▶ [Document section]:

═══

Virgin Atlantic announced Sept. 28 it has updated its gender identity policy and allows its workers to “wear the clothing that expresses how they identify or present themselves” — an update that comes amid a tightening talent market, particularly in industries like travel that have been battered by the pandemic.
Workers no longer need to follow a gendered dress code and instead may choose the uniform they wish to wear that best suits their gender expression, the company explained in a press release. The company also introduced optional pronoun badges for both workers and travelers and mandatory inclusivity training for staff and tourism and hotel partners.
In its announcement, Virgin Atlantic noted that one-fifth of employees surveyed in a report commissioned by the company said that feeling they can be their true selves at work made them more loyal to their employer.
The company had already done away with make-up requirements for women and allowed visible tattoos, reflecting ongoing changes to uniforms that have taken place since before the pandemic hit, in part to retain talent.
In 2019, Walmart made headlines when it changed the design of its iconic vests to accommodate a more casual dress code overall. That same year, Starbucks “simplified” its dress code to give more clarity in wardrobe expectations and even Goldman Sachs — known for its formal image — relaxed its dress code slightly in 2019.
Now as a return to the office looms for many companies, the future of the dress code is but one question without a real, solid answer. But the pendulum, at least at the moment, seems to have swung toward more inclusive and open dress codes to allow for broader gender expression and freedom. TIAA, for example, announced in 2020 — not long after the U.S. Supreme Court held that federal law prohibits discrimination based on sexual orientation or gender identity in the workplace — that employees would be allowed to dress as the gender of their choosing.
Employers may not be able to afford to ignore their dress codes, either. One-third of employees surveyed by Randstad U.S. in 2019 said they would leave their job if forced to follow a “conservative” dress code — a declaration made even before WFH fashion found its way to the office.

═══

▶ [Available data]:
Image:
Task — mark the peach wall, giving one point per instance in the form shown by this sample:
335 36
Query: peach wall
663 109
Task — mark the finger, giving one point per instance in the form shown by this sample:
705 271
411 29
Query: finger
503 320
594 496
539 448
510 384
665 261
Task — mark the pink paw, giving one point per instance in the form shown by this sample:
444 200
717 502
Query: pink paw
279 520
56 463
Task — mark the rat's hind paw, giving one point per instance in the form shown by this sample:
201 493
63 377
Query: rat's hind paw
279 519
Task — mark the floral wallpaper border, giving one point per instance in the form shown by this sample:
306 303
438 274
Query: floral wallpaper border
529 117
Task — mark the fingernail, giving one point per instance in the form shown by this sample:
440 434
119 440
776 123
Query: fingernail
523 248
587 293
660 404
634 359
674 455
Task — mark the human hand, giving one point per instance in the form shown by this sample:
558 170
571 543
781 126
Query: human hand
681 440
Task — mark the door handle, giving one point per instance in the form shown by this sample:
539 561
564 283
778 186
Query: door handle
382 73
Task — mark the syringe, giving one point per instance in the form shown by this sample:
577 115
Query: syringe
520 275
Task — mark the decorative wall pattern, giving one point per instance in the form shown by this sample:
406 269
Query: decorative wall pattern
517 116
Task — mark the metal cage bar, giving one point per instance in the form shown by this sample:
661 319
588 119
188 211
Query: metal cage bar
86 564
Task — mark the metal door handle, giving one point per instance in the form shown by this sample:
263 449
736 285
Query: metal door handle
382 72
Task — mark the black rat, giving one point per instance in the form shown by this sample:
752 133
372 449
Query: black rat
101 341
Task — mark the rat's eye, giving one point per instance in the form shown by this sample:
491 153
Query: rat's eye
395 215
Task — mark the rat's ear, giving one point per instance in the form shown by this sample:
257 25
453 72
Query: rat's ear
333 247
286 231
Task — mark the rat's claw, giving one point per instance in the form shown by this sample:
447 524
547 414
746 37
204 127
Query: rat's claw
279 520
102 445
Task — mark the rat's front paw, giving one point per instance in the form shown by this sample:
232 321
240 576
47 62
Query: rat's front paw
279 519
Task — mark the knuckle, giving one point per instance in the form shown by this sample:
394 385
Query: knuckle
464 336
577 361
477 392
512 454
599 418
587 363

═══

▶ [Work to complete]:
**a)** Name each company besides Virgin Atlantic that the dress code article says loosened or changed its dress code.
**b)** Repeat the stretch of the dress code article from "In 2019, Walmart" through "slightly in 2019.".

▶ [Answers by item]:
**a)** Walmart, Starbucks, Goldman Sachs, TIAA

**b)**
In 2019, Walmart made headlines when it changed the design of its iconic vests to accommodate a more casual dress code overall. That same year, Starbucks “simplified” its dress code to give more clarity in wardrobe expectations and even Goldman Sachs — known for its formal image — relaxed its dress code slightly in 2019.